The records:
------------

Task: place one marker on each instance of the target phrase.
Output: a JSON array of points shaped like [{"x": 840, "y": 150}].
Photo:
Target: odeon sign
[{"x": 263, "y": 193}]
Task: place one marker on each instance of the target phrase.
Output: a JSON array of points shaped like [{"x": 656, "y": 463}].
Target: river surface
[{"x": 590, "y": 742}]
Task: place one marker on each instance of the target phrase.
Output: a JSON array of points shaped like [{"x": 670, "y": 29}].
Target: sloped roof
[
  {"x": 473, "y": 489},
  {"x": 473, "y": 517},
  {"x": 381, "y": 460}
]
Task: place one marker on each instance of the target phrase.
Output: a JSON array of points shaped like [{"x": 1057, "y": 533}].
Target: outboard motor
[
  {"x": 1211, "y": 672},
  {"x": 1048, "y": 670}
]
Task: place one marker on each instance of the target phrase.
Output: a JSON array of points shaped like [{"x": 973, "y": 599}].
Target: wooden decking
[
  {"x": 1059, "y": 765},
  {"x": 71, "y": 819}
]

------------

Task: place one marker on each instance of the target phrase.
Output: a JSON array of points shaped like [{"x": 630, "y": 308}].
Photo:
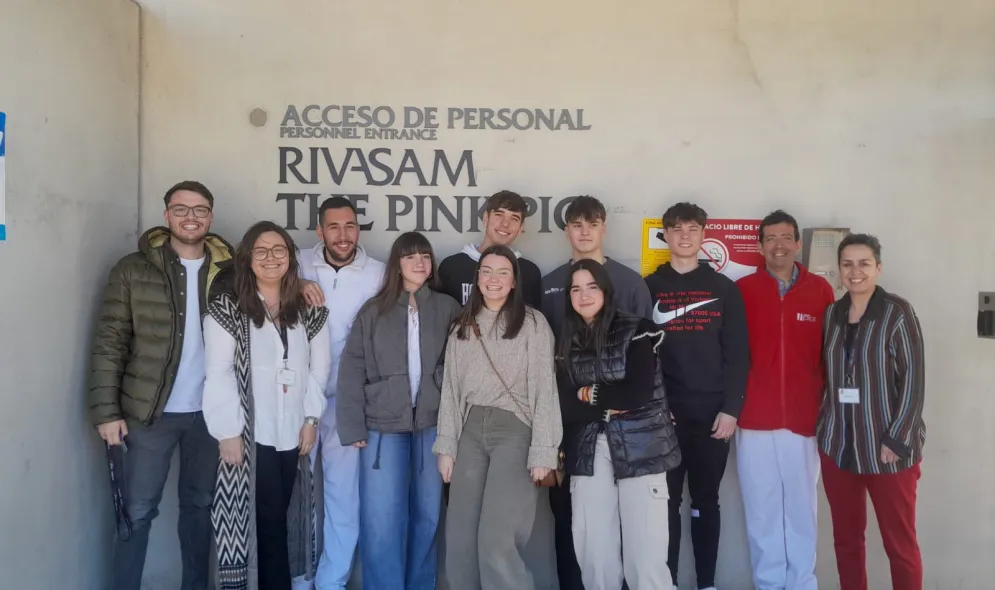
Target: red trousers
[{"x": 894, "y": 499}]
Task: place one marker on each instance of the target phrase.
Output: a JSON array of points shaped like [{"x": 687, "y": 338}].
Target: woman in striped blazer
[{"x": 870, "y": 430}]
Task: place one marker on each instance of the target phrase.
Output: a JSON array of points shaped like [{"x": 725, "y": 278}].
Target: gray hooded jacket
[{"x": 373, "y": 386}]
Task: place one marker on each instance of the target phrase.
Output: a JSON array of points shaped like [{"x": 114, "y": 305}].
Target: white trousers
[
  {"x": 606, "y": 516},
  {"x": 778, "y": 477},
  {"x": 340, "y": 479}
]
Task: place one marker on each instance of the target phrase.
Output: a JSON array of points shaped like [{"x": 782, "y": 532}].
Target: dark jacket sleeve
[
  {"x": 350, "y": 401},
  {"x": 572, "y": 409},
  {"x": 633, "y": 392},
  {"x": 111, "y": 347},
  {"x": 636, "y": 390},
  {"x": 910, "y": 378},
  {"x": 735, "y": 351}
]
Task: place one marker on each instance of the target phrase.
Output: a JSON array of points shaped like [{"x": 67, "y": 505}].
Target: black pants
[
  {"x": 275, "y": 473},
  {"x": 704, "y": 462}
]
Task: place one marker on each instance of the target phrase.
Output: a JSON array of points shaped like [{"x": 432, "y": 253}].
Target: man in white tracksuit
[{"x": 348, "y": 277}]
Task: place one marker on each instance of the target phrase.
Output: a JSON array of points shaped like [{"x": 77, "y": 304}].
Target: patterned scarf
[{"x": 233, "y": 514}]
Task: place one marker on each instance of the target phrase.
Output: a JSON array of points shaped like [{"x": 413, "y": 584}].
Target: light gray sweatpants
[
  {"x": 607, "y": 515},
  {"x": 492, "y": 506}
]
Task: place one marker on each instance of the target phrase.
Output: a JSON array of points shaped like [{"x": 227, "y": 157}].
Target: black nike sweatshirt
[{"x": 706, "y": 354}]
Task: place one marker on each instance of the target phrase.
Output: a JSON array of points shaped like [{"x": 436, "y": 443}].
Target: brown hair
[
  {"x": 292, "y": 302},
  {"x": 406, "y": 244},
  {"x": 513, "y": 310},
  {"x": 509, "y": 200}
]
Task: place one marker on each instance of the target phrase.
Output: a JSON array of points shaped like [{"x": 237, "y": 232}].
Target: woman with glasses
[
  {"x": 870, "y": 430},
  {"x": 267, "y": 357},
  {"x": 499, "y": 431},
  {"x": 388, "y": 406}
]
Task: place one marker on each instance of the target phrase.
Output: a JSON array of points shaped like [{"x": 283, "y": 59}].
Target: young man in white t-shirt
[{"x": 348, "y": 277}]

------------

Written task:
Pick out each line in the records above that contains the string "woman", copying it in full. Match capitalization exactly.

The completed task:
Target: woman in striped blazer
Target: woman with glasses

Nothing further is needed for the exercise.